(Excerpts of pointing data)
+ + + + + + +

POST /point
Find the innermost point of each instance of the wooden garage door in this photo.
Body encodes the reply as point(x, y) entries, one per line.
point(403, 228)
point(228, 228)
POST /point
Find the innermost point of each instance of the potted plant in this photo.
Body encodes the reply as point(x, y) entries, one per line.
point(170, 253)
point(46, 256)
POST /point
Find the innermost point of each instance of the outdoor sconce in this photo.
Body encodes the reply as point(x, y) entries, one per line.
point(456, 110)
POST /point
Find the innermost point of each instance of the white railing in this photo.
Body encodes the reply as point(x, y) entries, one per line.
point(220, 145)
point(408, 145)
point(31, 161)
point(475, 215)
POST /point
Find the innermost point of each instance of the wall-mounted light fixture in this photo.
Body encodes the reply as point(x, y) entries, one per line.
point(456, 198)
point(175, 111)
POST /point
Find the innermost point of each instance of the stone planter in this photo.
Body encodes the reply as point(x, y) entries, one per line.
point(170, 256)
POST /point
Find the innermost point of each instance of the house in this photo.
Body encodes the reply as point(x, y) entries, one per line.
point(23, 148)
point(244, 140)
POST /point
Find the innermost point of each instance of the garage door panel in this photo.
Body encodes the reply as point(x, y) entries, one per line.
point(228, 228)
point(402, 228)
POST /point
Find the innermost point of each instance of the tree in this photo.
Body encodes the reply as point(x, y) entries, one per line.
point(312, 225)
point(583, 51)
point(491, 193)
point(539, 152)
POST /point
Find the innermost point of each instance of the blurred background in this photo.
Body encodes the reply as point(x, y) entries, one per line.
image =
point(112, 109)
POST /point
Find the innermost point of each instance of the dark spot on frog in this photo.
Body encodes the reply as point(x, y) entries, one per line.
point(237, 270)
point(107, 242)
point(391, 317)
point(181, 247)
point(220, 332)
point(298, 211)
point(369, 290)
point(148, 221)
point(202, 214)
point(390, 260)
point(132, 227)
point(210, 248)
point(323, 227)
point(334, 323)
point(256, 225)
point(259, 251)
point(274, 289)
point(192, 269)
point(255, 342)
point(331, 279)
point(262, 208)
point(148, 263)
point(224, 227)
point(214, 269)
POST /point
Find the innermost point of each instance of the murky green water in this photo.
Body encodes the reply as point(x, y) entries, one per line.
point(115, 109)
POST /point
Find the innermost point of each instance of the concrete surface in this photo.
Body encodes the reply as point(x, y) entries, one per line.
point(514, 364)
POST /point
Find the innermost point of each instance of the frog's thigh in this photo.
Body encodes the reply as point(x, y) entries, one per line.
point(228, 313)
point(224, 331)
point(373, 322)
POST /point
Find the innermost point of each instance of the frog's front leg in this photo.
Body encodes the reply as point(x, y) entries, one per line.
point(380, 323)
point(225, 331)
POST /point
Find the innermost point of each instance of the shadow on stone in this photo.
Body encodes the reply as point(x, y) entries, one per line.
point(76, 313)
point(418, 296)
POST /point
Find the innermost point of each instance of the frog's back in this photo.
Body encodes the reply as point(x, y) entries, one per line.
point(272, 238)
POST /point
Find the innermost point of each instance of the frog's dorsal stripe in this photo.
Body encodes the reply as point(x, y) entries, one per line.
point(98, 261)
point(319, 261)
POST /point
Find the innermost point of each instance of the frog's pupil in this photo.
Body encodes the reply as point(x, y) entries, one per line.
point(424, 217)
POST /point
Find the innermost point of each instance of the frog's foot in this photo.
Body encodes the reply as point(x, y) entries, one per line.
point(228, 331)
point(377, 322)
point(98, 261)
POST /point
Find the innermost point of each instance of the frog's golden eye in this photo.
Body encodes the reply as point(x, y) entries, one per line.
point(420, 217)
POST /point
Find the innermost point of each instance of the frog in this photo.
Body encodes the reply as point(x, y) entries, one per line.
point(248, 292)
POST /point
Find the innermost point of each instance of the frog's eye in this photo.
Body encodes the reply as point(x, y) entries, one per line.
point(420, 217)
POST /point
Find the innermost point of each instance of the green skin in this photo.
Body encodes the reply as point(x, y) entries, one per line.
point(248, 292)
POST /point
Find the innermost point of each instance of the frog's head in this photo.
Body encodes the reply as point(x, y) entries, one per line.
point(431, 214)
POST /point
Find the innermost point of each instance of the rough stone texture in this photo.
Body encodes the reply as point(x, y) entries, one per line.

+ + + + + + +

*Required work*:
Gather each line in the entries above that contains the string "garage". Uppercase and lowercase letters count as different.

*Finished answer*:
Find the innermost point of each instance of the wooden garage door in this photo.
Find the innermost point of each instance of the garage door panel in this photo.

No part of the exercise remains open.